TO DO: Reproduce only the records from the line with "like (179, 219)." up to and including the final line of the records, requests included, and scale every coordinate in the answers by 0.35, rounding to whole numbers with halves rounded up. Leave all numbers in the requests and their format samples unchanged.

### RECORDS FOR THE TASK ###

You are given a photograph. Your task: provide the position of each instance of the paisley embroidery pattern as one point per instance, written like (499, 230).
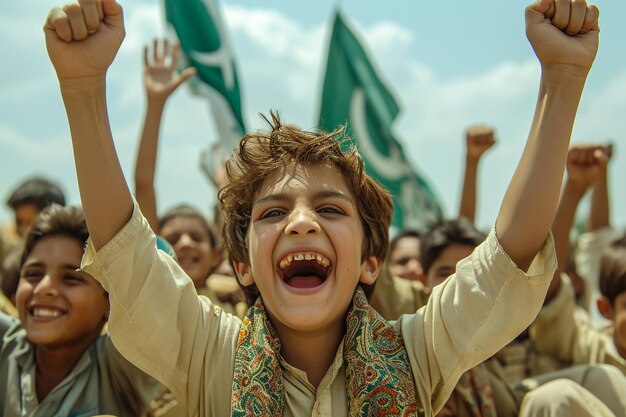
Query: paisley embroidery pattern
(379, 380)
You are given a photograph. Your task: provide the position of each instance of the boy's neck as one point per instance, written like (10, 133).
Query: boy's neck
(311, 352)
(620, 349)
(54, 365)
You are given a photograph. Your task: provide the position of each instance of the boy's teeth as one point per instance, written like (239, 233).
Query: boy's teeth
(322, 260)
(43, 312)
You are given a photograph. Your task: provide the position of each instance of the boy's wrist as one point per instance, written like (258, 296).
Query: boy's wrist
(91, 84)
(574, 189)
(564, 77)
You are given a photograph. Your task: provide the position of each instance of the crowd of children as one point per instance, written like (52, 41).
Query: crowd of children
(295, 301)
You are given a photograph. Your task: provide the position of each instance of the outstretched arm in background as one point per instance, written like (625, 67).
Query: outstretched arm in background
(599, 214)
(564, 35)
(584, 164)
(160, 81)
(478, 139)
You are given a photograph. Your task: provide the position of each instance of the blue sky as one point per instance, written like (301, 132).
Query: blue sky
(449, 66)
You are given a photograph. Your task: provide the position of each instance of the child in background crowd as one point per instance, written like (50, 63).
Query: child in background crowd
(561, 332)
(54, 360)
(485, 390)
(306, 227)
(192, 237)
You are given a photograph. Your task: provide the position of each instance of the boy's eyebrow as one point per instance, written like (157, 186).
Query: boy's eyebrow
(316, 196)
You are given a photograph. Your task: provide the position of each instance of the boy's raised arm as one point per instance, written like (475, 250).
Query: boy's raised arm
(82, 40)
(564, 35)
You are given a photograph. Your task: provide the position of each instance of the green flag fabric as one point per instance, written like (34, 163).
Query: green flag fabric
(353, 94)
(200, 30)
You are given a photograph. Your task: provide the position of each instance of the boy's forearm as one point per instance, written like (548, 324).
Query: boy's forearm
(467, 207)
(145, 165)
(563, 221)
(530, 202)
(104, 194)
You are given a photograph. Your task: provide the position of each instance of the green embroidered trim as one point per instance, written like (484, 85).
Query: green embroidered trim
(379, 380)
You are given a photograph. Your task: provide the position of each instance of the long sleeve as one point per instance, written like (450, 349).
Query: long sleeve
(473, 314)
(160, 324)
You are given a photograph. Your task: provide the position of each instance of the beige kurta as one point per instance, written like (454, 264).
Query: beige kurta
(7, 307)
(160, 324)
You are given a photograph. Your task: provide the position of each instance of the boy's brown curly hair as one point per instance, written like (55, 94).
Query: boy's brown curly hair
(262, 154)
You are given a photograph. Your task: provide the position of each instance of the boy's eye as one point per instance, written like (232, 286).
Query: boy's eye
(329, 210)
(32, 275)
(197, 237)
(272, 213)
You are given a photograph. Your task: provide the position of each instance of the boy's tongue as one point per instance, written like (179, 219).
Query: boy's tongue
(308, 281)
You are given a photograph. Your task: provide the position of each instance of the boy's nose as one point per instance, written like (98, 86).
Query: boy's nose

###

ANSWER FOR THIS EXERCISE:
You are given a photograph. Your task: provide the position of each instance of the boy's tongue as one point per instance, written like (179, 219).
Query: boy's tongue
(108, 98)
You are given a photograph. Your task: provide the position of each instance of the boy's nose as one point per instance, written like (98, 86).
Query: boy's nose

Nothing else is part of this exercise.